** Opening Supplied material block **

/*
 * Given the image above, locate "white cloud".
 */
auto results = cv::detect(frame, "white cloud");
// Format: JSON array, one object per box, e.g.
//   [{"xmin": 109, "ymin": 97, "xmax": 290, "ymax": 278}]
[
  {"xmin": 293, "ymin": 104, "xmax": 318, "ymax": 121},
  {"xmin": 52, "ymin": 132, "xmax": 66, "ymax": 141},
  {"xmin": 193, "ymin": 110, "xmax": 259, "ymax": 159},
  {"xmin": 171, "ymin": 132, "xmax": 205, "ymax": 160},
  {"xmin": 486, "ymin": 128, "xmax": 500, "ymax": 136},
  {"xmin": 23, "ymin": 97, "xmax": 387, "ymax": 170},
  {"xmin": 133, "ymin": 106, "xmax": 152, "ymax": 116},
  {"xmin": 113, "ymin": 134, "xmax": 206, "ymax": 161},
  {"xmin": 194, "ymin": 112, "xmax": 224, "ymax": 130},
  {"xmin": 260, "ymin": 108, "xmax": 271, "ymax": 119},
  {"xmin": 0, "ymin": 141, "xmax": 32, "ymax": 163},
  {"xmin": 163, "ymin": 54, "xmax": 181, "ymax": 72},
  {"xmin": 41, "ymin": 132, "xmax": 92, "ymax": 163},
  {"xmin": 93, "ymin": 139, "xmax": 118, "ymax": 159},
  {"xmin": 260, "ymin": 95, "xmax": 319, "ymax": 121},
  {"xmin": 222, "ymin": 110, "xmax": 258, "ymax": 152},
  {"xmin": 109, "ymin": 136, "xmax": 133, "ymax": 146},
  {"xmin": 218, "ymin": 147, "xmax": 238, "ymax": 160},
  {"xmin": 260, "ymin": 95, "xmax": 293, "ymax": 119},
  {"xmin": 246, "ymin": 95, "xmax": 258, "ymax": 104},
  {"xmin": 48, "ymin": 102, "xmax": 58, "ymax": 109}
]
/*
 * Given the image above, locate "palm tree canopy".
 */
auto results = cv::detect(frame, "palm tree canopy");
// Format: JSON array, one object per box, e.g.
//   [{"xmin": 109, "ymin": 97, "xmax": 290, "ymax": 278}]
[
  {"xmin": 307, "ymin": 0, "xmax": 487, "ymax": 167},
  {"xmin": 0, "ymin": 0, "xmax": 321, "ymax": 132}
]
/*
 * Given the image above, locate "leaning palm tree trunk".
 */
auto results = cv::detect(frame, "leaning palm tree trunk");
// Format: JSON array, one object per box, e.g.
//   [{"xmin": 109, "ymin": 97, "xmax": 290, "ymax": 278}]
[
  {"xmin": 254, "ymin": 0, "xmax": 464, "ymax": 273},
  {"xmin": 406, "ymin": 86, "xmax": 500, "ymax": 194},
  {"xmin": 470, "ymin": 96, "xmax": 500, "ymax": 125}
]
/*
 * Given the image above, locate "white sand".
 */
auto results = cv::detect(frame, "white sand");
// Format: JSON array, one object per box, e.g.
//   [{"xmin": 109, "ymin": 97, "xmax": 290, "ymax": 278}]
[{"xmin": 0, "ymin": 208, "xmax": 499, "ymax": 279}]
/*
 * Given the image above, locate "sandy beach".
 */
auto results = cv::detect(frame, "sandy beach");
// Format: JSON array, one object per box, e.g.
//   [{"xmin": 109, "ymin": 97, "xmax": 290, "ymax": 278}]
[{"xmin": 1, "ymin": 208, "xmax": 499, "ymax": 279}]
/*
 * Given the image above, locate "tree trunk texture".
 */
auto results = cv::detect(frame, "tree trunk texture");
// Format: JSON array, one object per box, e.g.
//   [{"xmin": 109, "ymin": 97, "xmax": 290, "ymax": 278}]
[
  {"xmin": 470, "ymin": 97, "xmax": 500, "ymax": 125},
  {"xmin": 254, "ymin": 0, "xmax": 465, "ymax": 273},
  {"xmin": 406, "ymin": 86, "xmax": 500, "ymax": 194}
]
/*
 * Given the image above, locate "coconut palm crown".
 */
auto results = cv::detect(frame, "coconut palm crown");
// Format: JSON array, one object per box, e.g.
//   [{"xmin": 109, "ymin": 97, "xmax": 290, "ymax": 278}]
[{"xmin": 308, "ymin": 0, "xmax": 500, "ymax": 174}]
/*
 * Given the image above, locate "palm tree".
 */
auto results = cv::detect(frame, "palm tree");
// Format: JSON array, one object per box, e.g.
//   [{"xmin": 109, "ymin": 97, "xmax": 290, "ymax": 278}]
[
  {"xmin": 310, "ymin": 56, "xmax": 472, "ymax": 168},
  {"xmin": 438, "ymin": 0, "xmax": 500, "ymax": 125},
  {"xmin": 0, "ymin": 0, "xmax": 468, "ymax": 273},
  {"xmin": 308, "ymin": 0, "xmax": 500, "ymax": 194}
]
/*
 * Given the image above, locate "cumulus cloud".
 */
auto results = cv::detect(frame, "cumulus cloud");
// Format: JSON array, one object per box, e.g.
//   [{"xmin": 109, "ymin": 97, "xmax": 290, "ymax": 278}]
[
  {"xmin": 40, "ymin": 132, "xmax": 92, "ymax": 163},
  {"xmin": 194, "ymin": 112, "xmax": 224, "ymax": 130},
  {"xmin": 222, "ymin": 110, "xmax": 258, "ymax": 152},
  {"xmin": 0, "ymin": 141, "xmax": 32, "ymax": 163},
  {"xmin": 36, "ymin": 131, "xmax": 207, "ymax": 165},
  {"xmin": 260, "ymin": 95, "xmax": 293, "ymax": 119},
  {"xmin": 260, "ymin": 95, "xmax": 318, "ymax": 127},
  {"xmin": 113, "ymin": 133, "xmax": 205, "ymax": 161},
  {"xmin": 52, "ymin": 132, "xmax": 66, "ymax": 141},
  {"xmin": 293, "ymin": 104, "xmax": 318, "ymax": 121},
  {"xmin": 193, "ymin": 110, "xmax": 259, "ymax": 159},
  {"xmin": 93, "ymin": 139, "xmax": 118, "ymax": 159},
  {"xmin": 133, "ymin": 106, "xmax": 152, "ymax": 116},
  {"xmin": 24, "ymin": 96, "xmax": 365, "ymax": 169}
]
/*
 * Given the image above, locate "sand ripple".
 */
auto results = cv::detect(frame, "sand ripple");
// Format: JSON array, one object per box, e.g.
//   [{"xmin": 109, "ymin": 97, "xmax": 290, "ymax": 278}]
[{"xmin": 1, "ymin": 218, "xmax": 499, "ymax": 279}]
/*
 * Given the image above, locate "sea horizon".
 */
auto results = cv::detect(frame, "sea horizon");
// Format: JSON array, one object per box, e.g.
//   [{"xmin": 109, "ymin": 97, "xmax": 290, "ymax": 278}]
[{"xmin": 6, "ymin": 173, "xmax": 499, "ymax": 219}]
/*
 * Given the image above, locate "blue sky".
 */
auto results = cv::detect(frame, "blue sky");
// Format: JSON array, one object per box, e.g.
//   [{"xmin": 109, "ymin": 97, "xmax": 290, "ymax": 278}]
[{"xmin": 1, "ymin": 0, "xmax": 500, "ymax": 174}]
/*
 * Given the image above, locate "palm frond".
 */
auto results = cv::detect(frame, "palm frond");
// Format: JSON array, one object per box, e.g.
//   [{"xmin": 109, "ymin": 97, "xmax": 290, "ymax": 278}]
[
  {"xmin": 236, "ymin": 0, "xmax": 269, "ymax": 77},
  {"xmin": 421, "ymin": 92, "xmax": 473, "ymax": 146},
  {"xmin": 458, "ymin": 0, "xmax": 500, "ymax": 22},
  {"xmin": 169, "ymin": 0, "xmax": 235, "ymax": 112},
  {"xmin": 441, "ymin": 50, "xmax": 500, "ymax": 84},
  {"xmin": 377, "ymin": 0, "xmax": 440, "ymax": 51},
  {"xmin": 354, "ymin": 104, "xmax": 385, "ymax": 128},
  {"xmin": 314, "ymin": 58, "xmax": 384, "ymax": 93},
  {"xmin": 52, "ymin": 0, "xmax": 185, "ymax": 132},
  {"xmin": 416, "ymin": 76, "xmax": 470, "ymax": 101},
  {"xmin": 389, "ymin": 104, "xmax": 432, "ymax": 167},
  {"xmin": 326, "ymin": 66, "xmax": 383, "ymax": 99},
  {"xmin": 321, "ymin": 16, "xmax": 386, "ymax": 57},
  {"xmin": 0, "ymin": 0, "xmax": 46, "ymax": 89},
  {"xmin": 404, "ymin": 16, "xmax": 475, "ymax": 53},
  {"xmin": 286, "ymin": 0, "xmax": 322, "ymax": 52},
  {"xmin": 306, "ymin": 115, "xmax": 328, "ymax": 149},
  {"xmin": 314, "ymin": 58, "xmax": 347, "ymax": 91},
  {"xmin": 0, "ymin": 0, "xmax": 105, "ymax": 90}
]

** Closing Supplied material block **

◆ Problem details
Filter the data for the string "leaning". Copy each matching line.

◆ Answer section
 * Given the image above, locate "leaning palm tree trunk".
auto results = cv::detect(frame, "leaning palm tree trunk");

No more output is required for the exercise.